**EXERCISE BRIEF:** Take the line that contains "Expected: one point per instance of the bush" as the first line and the final line of the records as the last; return exactly those lines and the lines between.

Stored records
'''
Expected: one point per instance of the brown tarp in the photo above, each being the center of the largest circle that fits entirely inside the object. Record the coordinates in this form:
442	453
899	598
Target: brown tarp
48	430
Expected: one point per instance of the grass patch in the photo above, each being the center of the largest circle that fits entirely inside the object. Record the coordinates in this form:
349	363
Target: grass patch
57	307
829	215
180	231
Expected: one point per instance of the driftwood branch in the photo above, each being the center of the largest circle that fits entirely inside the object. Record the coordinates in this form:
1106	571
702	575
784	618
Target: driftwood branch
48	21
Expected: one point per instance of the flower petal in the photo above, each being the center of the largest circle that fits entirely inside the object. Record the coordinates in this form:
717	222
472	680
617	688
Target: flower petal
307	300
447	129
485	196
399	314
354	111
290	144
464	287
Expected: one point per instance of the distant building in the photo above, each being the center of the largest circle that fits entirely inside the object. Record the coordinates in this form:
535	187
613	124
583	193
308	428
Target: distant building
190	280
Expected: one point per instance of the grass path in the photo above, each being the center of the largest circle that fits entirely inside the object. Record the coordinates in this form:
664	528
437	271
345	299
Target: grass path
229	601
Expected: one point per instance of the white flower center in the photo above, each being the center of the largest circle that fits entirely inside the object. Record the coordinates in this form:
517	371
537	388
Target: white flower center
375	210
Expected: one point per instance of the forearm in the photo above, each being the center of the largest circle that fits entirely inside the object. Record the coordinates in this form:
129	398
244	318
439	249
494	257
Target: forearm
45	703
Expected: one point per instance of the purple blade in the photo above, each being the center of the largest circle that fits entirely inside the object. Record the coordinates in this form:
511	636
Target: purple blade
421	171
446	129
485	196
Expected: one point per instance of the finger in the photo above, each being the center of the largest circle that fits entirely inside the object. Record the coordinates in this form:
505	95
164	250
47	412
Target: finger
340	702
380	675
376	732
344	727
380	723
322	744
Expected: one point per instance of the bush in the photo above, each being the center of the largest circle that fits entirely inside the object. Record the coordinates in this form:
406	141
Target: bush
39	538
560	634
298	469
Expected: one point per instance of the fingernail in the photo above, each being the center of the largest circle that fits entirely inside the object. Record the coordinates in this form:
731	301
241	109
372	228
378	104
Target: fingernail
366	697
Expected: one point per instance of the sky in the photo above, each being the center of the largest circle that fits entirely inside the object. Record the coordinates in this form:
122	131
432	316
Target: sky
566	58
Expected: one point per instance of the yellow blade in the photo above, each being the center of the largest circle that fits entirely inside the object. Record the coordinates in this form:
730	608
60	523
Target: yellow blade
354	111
'''
**ANSWER TO THIS TASK:**
Expected: one point per instance of the bush in the photo above, each being the center of the largest circle that fits entirely inside the object. Record the coordinates in this form:
406	141
Target: bush
39	538
560	634
298	469
Expected: one point per instance of the fingernail in the photo above, each being the center of the largest circle that fits entirely inside the object. Record the coordinates in this form:
731	301
241	109
372	228
378	104
Target: fingernail
366	697
Expected: one point per instance of the sky in the photo above, each being the center of the largest circle that fits entirely inside the object. Record the coordinates in this form:
122	131
432	316
Target: sky
566	58
Expected: one point per instance of the yellow blade in the photo above, each being the center of the largest circle that fits entirely inside the object. Record the coordinates in this form:
730	608
60	523
Target: yellow blade
354	111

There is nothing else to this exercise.